Entries from a pointing dataset:
===============

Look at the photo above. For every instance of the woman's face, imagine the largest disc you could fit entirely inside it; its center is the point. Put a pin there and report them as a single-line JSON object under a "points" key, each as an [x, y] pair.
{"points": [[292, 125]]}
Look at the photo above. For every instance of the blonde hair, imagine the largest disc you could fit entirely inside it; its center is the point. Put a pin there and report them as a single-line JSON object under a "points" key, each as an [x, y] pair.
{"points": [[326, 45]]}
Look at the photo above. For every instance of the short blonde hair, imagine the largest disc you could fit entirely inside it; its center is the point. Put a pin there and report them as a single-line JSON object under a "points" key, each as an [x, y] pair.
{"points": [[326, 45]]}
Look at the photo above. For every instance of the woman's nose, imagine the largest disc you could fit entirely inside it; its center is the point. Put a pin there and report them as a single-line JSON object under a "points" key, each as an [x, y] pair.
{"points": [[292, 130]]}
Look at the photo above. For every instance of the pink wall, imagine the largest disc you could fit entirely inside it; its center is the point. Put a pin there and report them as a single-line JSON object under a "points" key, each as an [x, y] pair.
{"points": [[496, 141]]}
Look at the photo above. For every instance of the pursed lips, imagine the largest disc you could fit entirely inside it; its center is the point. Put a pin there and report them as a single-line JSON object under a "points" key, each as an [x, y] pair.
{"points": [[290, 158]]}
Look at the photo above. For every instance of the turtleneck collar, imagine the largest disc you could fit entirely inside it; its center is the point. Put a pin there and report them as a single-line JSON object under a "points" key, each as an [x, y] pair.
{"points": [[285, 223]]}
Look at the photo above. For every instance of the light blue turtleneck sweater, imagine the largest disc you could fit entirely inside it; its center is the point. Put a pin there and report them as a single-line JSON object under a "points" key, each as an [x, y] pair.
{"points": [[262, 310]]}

===============

WHAT TO DO:
Rewrite all of the records above, changing every "disc" to "circle" and leaving the rest as it is.

THE COMPLETED TASK:
Look at the photo above. For every instance of the woman's face, imagine the largest circle you could fit entirely inside it; its center is the point. Put a pin there and report them as a single-line JSON object under a "points" key, each as an [x, y] pair.
{"points": [[292, 125]]}
Look at the photo above. For every instance of the blonde hair, imagine the largest circle you could fit entirely inside it; its center is the point. Put a pin there and report them as a single-line JSON object under a "points" key, each as an [x, y] pair.
{"points": [[326, 45]]}
Look at the photo above. For every instance of the short blonde hair, imagine the largest circle you could fit entirely inside it; its center is the point. Put a pin there and report them as a single-line JSON object under a "points" key, each as an [x, y] pair.
{"points": [[326, 45]]}
Look at the photo above. For every instance of the woman's nose, imagine the largest circle you could fit entirely inside it; its center is the point. Put a pin there and report them as a single-line JSON object under a "points" key, each as an [x, y] pair.
{"points": [[292, 130]]}
Look at the photo above. For every instance of the pink wall, imagine the largest circle you could fit entirely inside it; its center is the point. Put a pin there and report them as a single-line JSON object under a "points" key, each as an [x, y] pair.
{"points": [[496, 141]]}
Look at the photo above. For every instance of the pursed lips, imagine the largest circle you could fit entirely inside it; its center is the point. Put a pin there and report them as a single-line JSON object under a "points" key, each as an [x, y] pair.
{"points": [[290, 158]]}
Look at the photo above. For every instance of the turtleneck collar, imagine the largest circle you could fit entirely inside it; its center is the point. Put a pin there and report them as a single-line JSON object under a "points" key, each as an [x, y] pair.
{"points": [[285, 223]]}
Look at the photo above. For every instance of the light blue turtleneck sweater, imagine the largest circle you could fit entirely inside it; its center is the point. Put a pin there and report them as a single-line JSON object under a "points" key, each as an [x, y] pair.
{"points": [[262, 310]]}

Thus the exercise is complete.